__Written instruction A__:
According to the thread on harness crash testing, why does one poster hold that a harness is better than no harness even though the dog is "pretty much toast either way"? Answer in one to three sentences.
__Written instruction B__:
Report every line of the records that contains the string "pool". Case counts.

__Passage shown__:
____________
# Harness decapitates dog in crash testing



## Marta Wajngarten (Jul 30, 2006)

I wonder how those who want to legislate that people secure their pets in their vehicles using untested crash restraint devices will respond to that!

http://www.prweb.com/releases/2012/7/prweb9672761.htm

If any one wants to see vids of all the test including the stuffy dog getting decapitated:

http://centerforpetsafety.org/research/


----------



## rick smith (Dec 31, 2010)

scary ... tx for posting the links
i never assume ANY "dog" product is adequately tested, no matter what is on the label, including crates

i had a tour as a "test dummy" while in the Navy. had fun with some "gadgets" but also tried a few things that nearly killed me :-(


----------



## Marta Wajngarten (Jul 30, 2006)

This is a great vid to watch/listen to as well and related to car safety/dogs in transport

http://www.ustream.tv/recorded/23840778

Elicia Calhoun, a well known agility competitor was involved in a catastrophic crash which result in the death of two of her dogs. This incident sparked multiple debates about how to safely secure dogs in vehicles and traveling while tired, a subject very relevant to all of us who travel extensively with our dogs to all sorts of dog events, seminars, and trials. Elicia describes in amazing detail every thing leading up to the crash, amazing details of her account of the crash, and what happened after.
One of the dogs that died was a puppy that was being transported in a crate. Her belief is that the puppy suffered a broken neck on the water bucket while the car was rolling.


----------



## Mirka Jantunen (Jul 2, 2012)

A harness is better than no harness. The dog is pretty much toast either way, but if there's a harness involved there's at least a change the dog won't cause significant injury to the other passengers. A harness also prevents that untrained family pet from causing a crash by bothering the driver. 

That being said there's one brand of car crates I think may actually work, which I do recommend to people, who ask me about this stuff. The bonus with these crates is that their length is variable, which may help when people end up changing their vehicle eventually.


----------



## Joby Becker (Dec 13, 2009)

Mirka Jantunen said:


> A harness is better than no harness. The dog is pretty much toast either way, but if there's a harness involved there's at least a change the dog won't cause significant injury to the other passengers. A harness also prevents that untrained family pet from causing a crash by bothering the driver.
> 
> That being said there's one brand of car crates I think may actually work, which I do recommend to people, who ask me about this stuff. The bonus with these crates is that their length is variable, which may help when people end up changing their vehicle eventually.


ok.. what is the brand? :-\"


----------



## Mirka Jantunen (Jul 2, 2012)

Joby Becker said:


> ok.. what is the brand? :-\"


http://youtu.be/_rXQ9UecZ8c


----------



## Bart Karmich (Jul 16, 2010)

looks like good testing in the videos

In my opinion the main purpose of the pet restraint is not to save the dog, but to prevent the loose dog from injuring people. I would not expect a harness to do that, and the videos clearly show they do not keep the dog in position or prevent it from striking the driver or a passenger.
____________
__Data section__:
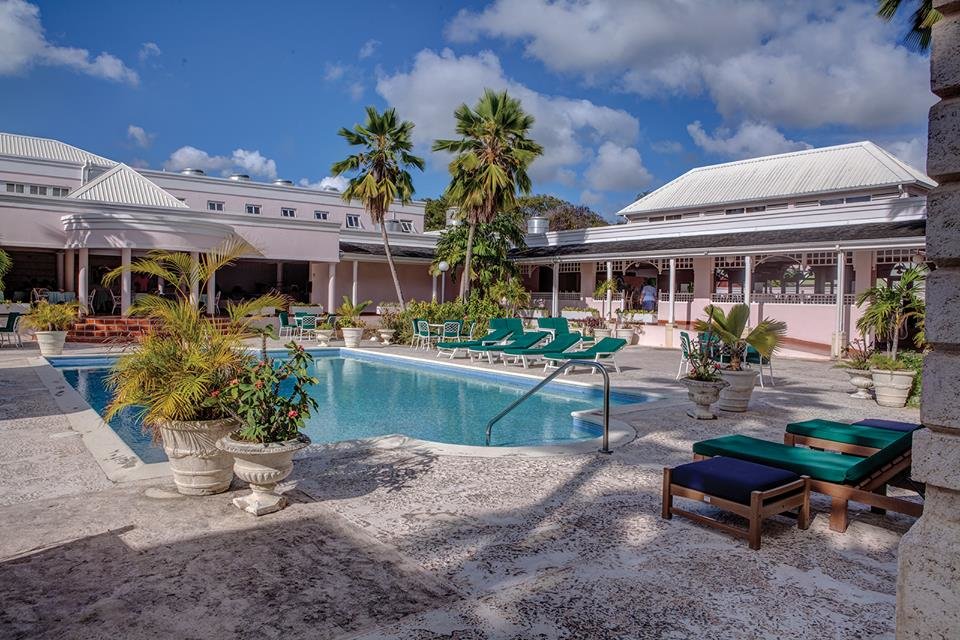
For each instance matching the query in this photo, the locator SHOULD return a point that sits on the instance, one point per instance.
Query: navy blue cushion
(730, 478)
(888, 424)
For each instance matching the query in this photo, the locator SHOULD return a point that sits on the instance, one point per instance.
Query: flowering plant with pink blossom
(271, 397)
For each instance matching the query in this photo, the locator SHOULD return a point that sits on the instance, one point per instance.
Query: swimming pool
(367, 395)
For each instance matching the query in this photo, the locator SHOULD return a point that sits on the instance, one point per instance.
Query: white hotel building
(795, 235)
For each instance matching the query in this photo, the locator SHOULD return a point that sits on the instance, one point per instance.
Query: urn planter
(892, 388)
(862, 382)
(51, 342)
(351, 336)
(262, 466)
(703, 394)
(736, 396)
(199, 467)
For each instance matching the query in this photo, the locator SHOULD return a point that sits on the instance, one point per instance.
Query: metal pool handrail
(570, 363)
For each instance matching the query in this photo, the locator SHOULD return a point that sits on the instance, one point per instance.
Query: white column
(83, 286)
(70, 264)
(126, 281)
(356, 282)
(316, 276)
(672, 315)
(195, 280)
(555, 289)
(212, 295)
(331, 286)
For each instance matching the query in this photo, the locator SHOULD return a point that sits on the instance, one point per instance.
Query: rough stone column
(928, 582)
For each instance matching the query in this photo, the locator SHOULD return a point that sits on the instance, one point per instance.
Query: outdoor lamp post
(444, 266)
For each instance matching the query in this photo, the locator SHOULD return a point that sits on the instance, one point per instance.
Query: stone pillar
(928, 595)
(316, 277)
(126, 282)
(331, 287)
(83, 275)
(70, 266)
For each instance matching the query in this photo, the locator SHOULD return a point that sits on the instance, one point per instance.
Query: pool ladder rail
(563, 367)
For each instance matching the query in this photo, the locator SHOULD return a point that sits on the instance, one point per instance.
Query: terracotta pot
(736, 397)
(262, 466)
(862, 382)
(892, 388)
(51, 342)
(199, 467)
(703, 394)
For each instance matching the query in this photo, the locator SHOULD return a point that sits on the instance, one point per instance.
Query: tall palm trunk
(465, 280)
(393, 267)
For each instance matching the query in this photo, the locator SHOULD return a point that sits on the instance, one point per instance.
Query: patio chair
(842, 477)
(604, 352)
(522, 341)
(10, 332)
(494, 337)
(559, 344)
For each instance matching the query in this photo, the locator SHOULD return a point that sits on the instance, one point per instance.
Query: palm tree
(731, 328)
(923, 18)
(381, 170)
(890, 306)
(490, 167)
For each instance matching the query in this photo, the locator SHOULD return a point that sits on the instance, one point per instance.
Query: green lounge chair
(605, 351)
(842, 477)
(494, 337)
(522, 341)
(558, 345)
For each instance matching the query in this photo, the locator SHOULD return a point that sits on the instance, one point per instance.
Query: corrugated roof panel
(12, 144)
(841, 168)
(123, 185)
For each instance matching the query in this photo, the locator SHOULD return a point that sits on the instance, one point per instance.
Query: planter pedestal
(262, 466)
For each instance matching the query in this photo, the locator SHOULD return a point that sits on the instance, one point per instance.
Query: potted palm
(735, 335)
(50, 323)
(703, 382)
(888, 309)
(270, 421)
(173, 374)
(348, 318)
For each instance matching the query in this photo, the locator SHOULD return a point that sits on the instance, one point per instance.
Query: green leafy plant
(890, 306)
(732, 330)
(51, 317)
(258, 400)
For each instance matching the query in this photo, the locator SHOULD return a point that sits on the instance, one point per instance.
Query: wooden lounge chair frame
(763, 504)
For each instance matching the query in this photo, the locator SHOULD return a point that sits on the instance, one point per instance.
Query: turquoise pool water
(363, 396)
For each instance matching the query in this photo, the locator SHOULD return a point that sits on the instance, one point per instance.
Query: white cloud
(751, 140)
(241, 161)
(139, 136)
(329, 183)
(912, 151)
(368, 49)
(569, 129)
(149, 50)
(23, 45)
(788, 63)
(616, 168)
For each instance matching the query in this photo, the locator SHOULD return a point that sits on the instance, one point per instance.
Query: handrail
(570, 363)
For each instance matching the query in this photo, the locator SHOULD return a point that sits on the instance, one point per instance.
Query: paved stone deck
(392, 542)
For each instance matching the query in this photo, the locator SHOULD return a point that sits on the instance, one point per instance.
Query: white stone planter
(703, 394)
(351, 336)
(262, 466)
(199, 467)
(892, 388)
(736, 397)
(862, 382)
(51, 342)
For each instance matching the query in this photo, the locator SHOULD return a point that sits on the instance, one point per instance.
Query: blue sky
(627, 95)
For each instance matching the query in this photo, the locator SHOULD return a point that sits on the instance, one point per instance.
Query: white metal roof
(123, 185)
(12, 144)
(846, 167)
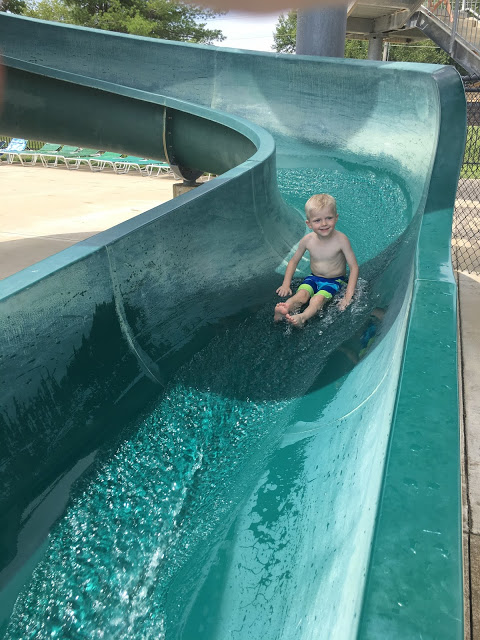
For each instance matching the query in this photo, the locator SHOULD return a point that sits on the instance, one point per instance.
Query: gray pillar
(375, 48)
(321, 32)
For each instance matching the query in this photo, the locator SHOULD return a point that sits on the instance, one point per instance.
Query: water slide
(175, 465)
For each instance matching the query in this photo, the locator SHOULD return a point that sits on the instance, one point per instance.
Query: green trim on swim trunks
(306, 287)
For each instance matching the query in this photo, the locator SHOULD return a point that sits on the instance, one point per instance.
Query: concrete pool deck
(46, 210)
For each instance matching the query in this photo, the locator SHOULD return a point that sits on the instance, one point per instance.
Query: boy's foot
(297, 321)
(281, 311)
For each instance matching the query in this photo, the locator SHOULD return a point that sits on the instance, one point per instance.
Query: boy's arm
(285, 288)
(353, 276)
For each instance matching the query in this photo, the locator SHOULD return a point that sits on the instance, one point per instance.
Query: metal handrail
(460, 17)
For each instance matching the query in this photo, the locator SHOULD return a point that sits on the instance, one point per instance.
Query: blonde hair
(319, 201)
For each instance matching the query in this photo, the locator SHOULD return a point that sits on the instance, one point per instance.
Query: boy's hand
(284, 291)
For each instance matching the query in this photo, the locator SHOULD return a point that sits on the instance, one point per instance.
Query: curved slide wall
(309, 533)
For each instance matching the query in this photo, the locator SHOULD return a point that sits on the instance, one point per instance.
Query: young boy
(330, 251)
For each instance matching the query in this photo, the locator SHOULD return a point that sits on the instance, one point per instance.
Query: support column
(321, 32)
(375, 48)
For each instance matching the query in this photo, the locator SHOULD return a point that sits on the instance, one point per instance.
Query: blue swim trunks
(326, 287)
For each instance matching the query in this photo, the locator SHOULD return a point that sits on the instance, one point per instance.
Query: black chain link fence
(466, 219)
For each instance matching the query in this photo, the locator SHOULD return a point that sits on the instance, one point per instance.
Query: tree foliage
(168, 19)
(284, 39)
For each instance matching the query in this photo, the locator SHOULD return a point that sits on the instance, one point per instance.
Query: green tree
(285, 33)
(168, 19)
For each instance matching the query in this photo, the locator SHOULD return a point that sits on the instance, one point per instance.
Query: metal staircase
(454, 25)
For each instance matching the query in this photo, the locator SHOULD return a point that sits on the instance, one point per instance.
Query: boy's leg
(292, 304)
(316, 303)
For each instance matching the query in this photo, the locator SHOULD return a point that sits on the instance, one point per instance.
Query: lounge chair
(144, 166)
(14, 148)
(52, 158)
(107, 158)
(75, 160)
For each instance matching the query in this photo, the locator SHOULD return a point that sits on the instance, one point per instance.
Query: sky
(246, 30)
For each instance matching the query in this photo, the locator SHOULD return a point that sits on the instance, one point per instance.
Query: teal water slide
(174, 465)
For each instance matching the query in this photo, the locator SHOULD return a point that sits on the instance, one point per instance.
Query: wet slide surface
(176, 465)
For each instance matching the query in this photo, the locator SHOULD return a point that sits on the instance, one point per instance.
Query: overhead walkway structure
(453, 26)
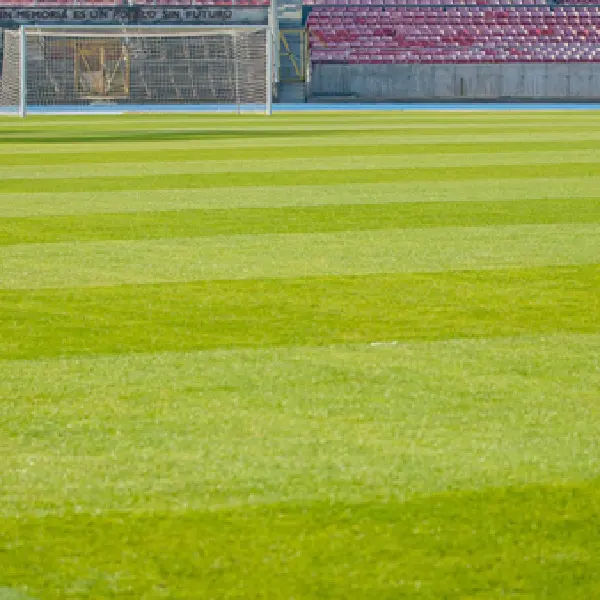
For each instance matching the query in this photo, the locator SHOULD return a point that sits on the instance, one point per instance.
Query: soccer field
____________
__Written reply A__:
With a harness, there is at least a chance the dog won't cause significant injury to the other passengers. A harness also keeps an untrained family pet from causing a crash by bothering the driver.

__Written reply B__:
Query: swimming pool
Query: metal pool handrail
Query: pool ladder rail
Query: turquoise pool water
Query: concrete pool deck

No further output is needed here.